● SELECTED PASSAGE
- - - - - - -

Bill O’Reilly – One of Greatest Australian Leg Spinner

Sadly, Bill O’Reilly’s test career was quite short. The circumstances conspired against his early recognition as a major talent, and the Second World War effectively cut him off from international cricket at the age of only 32. But he nevertheless made an unforgettable impact.
William Joseph O’Reilly was born on December 20, 1905, in the mining town of White Cliffs, New South Wales. He made his first-class debut in 1927–28 but could not show his class by taking only seven wickets. Although, by profession, he was a teacher, he could not play cricket in the next four seasons. In 1931, he got a chance to play cricket again, and his satisfactory performance opened the doors to the Test level. He made his Test debut against South Africa at Adelaide and took 2 for 74 and 2 for 81.
Don Bradman, who played against him in state cricket and alongside him in most of his Test matches, said O’Reilly was the best bowler he ever faced and the best bowler he ever saw. Wally Hammond, who opposed him in all 19 of the Tests he played against England, said O’Reilly made the ball jump off the pitch better than any other slow bowler he had met.

- - - - - - -

● DATASET EXCERPTS
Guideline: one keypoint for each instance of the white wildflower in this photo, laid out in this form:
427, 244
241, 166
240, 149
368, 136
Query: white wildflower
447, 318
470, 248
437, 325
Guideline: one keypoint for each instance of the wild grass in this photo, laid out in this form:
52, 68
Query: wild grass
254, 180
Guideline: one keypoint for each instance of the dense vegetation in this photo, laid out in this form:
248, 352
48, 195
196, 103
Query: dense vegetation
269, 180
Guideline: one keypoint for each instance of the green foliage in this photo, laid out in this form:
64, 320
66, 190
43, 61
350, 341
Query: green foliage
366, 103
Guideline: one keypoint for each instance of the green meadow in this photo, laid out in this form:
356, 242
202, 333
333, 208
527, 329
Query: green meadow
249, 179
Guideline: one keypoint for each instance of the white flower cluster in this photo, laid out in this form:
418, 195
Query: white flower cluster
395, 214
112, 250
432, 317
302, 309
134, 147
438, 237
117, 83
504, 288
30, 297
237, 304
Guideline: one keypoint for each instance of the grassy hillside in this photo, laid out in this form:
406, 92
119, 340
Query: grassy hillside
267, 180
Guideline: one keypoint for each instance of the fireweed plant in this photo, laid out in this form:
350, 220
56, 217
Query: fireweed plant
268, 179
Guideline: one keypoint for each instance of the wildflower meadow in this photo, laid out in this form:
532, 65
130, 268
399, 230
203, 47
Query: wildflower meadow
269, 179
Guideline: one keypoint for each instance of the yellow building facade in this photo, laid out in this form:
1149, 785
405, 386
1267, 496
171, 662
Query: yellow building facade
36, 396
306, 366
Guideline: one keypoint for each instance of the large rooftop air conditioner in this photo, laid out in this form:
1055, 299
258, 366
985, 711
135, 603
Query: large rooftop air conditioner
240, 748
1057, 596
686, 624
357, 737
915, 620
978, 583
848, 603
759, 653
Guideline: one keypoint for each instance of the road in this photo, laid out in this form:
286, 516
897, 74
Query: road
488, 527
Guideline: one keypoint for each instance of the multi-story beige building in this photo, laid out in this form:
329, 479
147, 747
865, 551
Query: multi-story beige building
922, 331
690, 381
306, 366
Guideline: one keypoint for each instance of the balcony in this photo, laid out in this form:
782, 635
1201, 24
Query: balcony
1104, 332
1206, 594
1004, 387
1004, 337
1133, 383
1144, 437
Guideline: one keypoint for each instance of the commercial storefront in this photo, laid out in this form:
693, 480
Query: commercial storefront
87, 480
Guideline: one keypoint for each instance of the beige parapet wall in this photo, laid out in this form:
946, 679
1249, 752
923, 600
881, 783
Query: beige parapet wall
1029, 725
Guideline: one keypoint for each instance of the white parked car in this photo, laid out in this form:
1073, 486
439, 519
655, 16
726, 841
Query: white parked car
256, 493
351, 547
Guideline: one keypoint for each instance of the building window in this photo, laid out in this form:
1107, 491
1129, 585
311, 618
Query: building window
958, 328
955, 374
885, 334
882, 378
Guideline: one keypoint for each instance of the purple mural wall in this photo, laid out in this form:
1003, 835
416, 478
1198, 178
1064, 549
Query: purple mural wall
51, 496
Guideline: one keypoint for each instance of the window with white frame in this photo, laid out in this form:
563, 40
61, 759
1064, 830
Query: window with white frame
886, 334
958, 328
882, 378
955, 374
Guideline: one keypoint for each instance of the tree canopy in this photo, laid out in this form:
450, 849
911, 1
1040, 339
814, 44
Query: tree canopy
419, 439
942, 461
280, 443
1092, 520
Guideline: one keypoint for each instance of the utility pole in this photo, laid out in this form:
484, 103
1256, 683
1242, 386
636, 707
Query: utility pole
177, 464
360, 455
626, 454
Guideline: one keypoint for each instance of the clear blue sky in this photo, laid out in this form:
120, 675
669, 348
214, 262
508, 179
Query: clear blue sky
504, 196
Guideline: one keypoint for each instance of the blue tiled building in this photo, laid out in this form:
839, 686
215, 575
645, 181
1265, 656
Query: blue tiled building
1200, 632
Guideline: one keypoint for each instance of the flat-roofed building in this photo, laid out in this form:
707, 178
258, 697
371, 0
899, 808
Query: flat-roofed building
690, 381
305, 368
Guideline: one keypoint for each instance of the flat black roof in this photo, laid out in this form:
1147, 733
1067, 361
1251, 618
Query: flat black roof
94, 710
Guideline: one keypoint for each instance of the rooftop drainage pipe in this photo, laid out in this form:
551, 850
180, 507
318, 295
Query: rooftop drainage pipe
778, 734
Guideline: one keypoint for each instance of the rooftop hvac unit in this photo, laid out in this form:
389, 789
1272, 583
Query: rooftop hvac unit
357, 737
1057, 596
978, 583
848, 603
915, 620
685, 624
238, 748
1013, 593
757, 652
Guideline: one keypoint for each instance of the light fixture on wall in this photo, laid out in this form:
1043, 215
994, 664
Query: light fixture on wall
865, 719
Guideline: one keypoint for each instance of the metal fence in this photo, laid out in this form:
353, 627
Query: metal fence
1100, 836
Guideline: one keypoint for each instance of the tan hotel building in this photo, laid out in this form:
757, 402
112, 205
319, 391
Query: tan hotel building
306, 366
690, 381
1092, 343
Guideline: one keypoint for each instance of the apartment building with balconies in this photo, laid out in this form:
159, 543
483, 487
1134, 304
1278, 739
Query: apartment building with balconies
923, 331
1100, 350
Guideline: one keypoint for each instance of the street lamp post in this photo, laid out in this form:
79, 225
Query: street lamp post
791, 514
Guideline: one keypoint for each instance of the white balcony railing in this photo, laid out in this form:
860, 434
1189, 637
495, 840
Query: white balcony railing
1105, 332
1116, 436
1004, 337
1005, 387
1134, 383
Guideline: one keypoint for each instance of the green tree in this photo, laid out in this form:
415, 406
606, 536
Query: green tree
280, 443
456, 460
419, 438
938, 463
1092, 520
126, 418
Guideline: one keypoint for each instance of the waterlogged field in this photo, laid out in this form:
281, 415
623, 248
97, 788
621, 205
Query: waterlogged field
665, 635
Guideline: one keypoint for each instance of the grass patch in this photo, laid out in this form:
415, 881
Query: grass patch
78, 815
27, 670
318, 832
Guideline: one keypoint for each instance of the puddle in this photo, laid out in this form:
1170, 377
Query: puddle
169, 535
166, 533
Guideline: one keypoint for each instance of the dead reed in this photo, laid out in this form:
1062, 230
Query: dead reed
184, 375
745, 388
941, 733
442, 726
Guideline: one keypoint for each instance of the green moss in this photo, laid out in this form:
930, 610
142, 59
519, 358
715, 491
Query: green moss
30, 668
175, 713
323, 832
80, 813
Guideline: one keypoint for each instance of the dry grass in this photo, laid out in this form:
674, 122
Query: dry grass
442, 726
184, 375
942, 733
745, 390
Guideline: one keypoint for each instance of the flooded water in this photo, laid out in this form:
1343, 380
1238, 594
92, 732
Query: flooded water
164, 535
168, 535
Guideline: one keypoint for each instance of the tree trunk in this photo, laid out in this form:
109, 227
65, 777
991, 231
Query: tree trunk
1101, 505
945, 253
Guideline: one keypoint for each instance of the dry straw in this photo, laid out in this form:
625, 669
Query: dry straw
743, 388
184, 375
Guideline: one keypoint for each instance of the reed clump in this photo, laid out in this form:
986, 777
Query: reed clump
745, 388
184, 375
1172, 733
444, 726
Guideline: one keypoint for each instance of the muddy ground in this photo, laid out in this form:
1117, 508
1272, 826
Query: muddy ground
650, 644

- - - - - - -

● WRITTEN PROBLEM
Transcribe the part of the passage on Bill O'Reilly above that begins at the words "Sadly, Bill O’Reilly’s" and ends after the words "and 2 for 81.".

● RESULT FOR THIS TASK
Sadly, Bill O’Reilly’s test career was quite short. The circumstances conspired against his early recognition as a major talent, and the Second World War effectively cut him off from international cricket at the age of only 32. But he nevertheless made an unforgettable impact.
William Joseph O’Reilly was born on December 20, 1905, in the mining town of White Cliffs, New South Wales. He made his first-class debut in 1927–28 but could not show his class by taking only seven wickets. Although, by profession, he was a teacher, he could not play cricket in the next four seasons. In 1931, he got a chance to play cricket again, and his satisfactory performance opened the doors to the Test level. He made his Test debut against South Africa at Adelaide and took 2 for 74 and 2 for 81.